Input material:
■ ■ ■

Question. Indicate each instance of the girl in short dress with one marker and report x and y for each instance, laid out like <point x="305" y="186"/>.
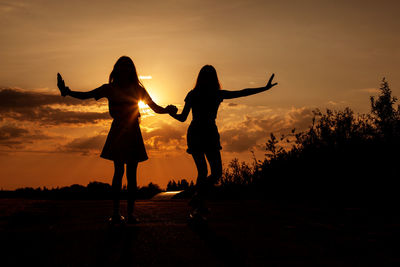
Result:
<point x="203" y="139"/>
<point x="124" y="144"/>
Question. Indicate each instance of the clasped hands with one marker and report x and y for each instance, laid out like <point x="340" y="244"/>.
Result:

■ ■ ■

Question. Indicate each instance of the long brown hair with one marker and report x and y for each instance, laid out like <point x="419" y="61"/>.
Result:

■ ■ ■

What the exercise asks: Collect every line in the entries above that contains the word "Indicate".

Solved exercise:
Question. Indicate each instance of the girl in short dress with one marker and report x and y for each instance, laid out like <point x="305" y="186"/>.
Question. Indicate each instance of the clasped hands with one marker and report x and y for each instance, laid out like <point x="340" y="244"/>.
Question. Indicate each instance of the long brown hair with one marker and report x and y for each instance, laid out like <point x="419" y="61"/>.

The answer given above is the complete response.